(Reading text)
Scenario 2: Modeling LEG at the post-cut floor distribution
The calculator on this page can model a forward income projection for Leggett & Platt using the post-cut $0.05/quarter distribution as the base, recognizing that the current dividend is a deleveraging-floor amount rather than a growth-targeted distribution. The framing is: $50,000 starting capital, plus $500 per month added on a regular cadence for 20 years, with DRIP on. Use the post-cut $0.05/quarter rate as the dividend input — overriding any displayed trailing-twelve-month figure that may still reflect pre-cut distributions — and use a near-zero dividend growth assumption to model the floor amount honestly. Modeling LEG with a high pre-cut historical growth rate would overstate the projected income line by a structurally meaningful margin.
The mechanics under the post-cut framing: each month, the new $500 buys additional shares at the current price (which adds to share count and therefore to future dividends if and when Leggett & Platt restarts growth on the distribution); each quarter, the small dividend received from all accumulated shares is reinvested. Because the post-cut yield against the post-cut share price is modest (in the low-to-mid single-digit range), the DRIP component contributes a smaller share of share-count growth than at higher-yield names. The question that determines the income outcome over a 20-year window is whether Leggett & Platt eventually restarts a growth cadence on the dividend from the post-cut base — a possibility that depends on the trajectory of bedding demand, the pace of debt reduction, and the broader operating recovery.
What's worth focusing on in the calculator is that the projection is entirely sensitive to assumptions about future restart-of-growth events that have no current empirical anchor. There is no published policy on dividend-growth restoration from the post-cut floor, no committed timeline, and no formula that maps deleveraging progress to a future dividend-growth event. The honest reading is that the calculator output for LEG today is best understood as a floor-distribution projection rather than as a continuation of the pre-2024 King-tier dividend trajectory. LEG should not be treated as a current Dividend King income holding regardless of how the numerical output appears, and yield-screening services that flag LEG based on outdated streak data should be cross-checked against the post-May-2024 distribution reality. Real outcomes depend on Leggett & Platt's free-cash-flow generation across the bedding-and-furniture demand recovery, the pace of debt reduction, automotive-seating-component segment performance, tax treatment in your specific account, and the broader path of US equity markets. Educational only; not a forecast.
Sources & methodology
Dividend history and price data come from Polygon.io's reference and aggregates endpoints. Forward yield is computed as the sum of the most recent four cash distributions divided by the previous-close share price. The dividend growth rate shown on this page is the compound annual growth rate of total annual distributions across the available history in this snapshot.
Last updated: 2026-05-15.
Information here is for educational purposes only and does not constitute investment advice. Past dividend history does not guarantee future payments. Verify all figures with the issuer or a registered financial advisor before making investment decisions.
(End Reading text)
_Your goal:_ Summarize the text on modeling Leggett & Platt's dividend in two sentences.
(Information provided)
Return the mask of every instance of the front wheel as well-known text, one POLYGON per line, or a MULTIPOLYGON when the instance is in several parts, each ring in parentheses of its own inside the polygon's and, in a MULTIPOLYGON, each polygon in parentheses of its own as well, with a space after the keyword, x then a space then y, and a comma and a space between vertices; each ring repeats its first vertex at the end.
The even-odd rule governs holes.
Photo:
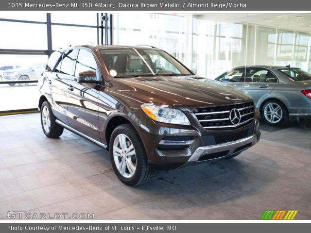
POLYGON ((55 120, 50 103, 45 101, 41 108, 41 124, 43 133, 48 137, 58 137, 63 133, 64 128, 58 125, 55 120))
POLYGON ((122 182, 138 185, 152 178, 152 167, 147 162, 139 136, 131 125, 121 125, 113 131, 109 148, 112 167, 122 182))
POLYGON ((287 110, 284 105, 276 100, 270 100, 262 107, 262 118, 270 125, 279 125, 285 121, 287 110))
(End Information provided)
(Information provided)
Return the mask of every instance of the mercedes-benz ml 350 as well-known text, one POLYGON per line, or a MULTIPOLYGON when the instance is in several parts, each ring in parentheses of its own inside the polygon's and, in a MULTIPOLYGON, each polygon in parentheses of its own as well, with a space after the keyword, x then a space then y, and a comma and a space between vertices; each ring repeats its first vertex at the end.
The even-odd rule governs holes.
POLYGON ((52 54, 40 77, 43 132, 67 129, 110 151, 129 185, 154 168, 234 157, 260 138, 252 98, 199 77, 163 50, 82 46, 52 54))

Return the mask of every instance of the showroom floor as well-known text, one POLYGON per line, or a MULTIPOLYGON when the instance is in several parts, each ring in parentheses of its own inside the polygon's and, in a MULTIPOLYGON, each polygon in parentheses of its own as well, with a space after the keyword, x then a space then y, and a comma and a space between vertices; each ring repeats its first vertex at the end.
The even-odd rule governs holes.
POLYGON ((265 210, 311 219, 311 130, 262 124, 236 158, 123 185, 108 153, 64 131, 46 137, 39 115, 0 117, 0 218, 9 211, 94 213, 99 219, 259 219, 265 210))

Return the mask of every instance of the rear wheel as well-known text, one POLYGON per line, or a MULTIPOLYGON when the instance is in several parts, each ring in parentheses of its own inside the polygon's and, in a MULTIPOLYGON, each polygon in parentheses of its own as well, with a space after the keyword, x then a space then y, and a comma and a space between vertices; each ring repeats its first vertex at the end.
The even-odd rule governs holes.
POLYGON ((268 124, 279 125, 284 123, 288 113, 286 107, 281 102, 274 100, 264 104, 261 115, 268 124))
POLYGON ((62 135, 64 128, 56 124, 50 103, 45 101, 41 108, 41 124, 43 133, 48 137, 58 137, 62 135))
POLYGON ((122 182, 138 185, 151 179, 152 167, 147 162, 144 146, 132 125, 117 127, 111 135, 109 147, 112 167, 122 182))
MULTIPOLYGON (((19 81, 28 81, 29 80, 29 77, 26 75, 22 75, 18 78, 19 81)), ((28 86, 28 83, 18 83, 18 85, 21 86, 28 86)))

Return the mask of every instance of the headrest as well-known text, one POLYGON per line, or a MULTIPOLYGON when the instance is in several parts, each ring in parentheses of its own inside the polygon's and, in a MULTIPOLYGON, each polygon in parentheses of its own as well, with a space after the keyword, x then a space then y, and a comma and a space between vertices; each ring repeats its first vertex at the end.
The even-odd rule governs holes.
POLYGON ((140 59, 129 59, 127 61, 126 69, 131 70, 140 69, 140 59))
(End Information provided)
_Exercise output:_ The calculator can project Leggett & Platt income from the post-cut $0.05 quarterly dividend, starting with $50,000 plus $500 a month for 20 years with DRIP on, and with near-zero dividend growth, since a high pre-cut growth rate would overstate projected income. There is no published policy or timeline for restoring dividend growth, so the output is best read as a floor-distribution projection, and LEG should not be treated as a current Dividend King income holding.